### [PASSAGE SHOWN]
------------------------------------

Please, allow me to tell you more about the tick.  It did not so much bite me as insert itself into my body.  How freaking gross is that?  EXTREMELY GROSS.  G-Wiz had to pull it out of me, it was on my side, kind of below my armpit.  With tweezers.  So nasty.  And alive! Just thinking about it makes my toes curl.

I went to the Dr. who told me that I was showing all the signs of being bit by a Lyme-carrying tick.  You should have seen the site where it was in me.  Nasty, nasty big red target circle woundy thing.  Now I am on these super antibiotics that are making my tummy feel ick and giving me the old lady fatigue.  Boo.  But, yay, no getting Lyme disease.

c) I finished my CPE unit!

Yay!  I loved, loved, loved CPE.  It was challenging and frustrating and rewarding and meaningful and . . .phew.  Mucho.  I think it was week five or six where I was walking down one of the hallways, just heading somewhere, brain in semi-neutral, and I realized I was really content.  Satisfied.  I was like, hey.  What is that strange feeling?

I like being in the hospital visiting sick people and their families.

------------------------------------

### [DATASET RECORDS]
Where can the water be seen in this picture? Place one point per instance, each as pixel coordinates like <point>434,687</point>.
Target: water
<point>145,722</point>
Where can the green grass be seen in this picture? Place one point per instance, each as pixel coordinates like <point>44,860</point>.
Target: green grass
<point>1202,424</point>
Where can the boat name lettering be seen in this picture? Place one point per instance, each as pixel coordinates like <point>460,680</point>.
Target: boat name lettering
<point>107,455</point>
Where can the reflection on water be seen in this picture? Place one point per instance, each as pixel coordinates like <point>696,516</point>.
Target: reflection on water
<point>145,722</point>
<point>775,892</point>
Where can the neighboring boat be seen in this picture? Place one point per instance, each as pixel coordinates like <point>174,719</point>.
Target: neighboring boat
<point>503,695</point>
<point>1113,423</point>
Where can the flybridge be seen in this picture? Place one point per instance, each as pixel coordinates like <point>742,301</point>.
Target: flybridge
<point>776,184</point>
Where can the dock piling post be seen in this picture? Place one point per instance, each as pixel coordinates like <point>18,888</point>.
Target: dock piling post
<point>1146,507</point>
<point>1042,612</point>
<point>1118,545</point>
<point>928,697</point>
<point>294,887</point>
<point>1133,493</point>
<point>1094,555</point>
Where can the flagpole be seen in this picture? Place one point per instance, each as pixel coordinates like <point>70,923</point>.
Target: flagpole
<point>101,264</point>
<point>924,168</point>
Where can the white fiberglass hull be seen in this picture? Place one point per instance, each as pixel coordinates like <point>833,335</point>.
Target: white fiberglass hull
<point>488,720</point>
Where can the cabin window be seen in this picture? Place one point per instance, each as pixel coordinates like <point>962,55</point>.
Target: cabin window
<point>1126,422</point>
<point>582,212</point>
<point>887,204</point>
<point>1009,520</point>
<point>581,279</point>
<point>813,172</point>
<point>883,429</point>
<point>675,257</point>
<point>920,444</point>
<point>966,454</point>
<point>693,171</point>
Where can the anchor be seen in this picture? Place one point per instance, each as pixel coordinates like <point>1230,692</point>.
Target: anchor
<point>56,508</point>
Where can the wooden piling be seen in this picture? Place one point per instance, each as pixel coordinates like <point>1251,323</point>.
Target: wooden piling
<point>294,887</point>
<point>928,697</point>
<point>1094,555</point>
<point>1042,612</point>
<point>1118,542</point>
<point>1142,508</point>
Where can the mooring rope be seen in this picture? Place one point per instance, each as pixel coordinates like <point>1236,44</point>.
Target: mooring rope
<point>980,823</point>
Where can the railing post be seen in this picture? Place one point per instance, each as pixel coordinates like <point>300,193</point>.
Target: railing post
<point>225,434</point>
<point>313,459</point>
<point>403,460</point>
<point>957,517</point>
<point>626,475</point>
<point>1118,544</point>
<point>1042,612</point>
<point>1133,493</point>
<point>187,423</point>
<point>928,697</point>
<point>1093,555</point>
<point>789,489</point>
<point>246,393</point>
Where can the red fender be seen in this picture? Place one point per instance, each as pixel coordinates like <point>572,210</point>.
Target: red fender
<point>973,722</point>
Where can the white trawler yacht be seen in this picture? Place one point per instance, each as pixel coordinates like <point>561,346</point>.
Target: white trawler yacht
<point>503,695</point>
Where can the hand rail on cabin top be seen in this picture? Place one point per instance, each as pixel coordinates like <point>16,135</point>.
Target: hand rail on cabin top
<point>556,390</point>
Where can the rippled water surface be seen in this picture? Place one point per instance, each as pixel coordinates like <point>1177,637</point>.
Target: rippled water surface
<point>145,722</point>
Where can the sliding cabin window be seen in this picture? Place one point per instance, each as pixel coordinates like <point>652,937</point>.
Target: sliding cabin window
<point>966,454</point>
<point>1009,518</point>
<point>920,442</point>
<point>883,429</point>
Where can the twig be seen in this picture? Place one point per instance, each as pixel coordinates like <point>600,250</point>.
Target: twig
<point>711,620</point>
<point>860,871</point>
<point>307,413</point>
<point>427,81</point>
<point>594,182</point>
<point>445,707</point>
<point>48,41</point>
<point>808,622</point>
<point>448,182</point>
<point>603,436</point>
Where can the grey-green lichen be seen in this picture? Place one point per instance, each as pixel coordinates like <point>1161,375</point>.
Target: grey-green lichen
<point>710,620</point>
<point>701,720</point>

------------------------------------

### [ASSIGNED TASK 1]
Translate this sentence from the passage about the tick bite into Spanish: "I like being in the hospital visiting sick people and their families."
### [ASSIGNED TASK 2]
Please copy the section of the passage about the tick bite between "c) I finished" and "and their families.", inclusive.
### [ASSIGNED TASK 3]
According to the passage about the tick bite, what tool did G-Wiz use to pull out the tick?

### [ANSWER SECTION 1]
Me gusta estar en el hospital visitando a personas enfermas y a sus familias.

### [ANSWER SECTION 2]
c) I finished my CPE unit!

Yay!  I loved, loved, loved CPE.  It was challenging and frustrating and rewarding and meaningful and . . .phew.  Mucho.  I think it was week five or six where I was walking down one of the hallways, just heading somewhere, brain in semi-neutral, and I realized I was really content.  Satisfied.  I was like, hey.  What is that strange feeling?

I like being in the hospital visiting sick people and their families.

### [ANSWER SECTION 3]
Tweezers.